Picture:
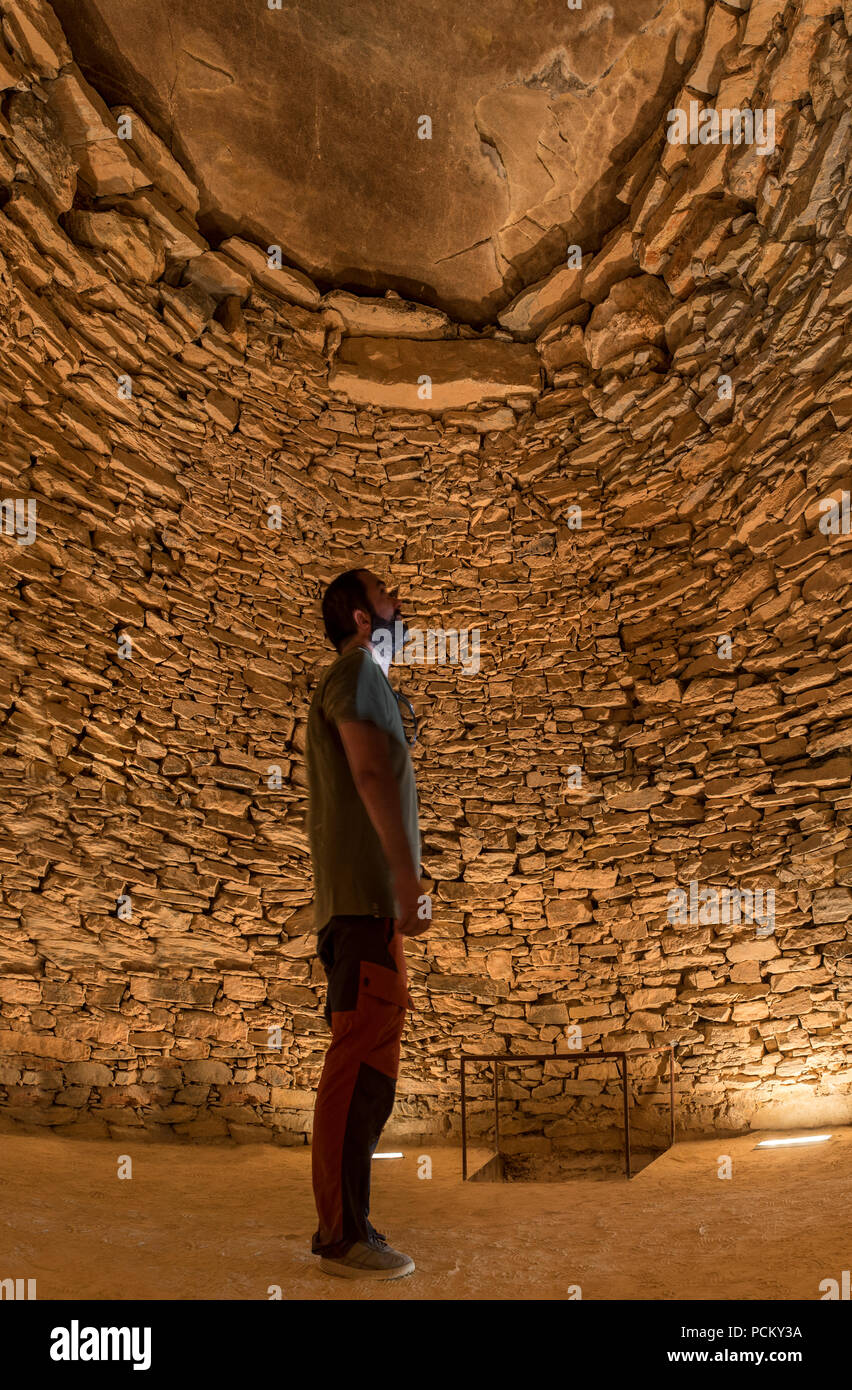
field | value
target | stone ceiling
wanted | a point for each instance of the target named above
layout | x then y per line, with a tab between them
300	125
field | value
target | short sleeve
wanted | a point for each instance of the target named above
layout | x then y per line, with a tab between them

------------------------------------------------------------

▶ What to do
Rewrite the lines above with "instance" replaced by "occurrence" wherever it occurs and everything else kept the same. Omit the pictures.

▶ The output
Picture:
field | value
target | stone ceiling
wanted | a point for each occurrence of the target named above
layout | x then y per line, with a tab between them
300	125
field | value
target | short sleeve
wanted | a point for each occurrence of the target named above
layout | x then y per line, with a tab between them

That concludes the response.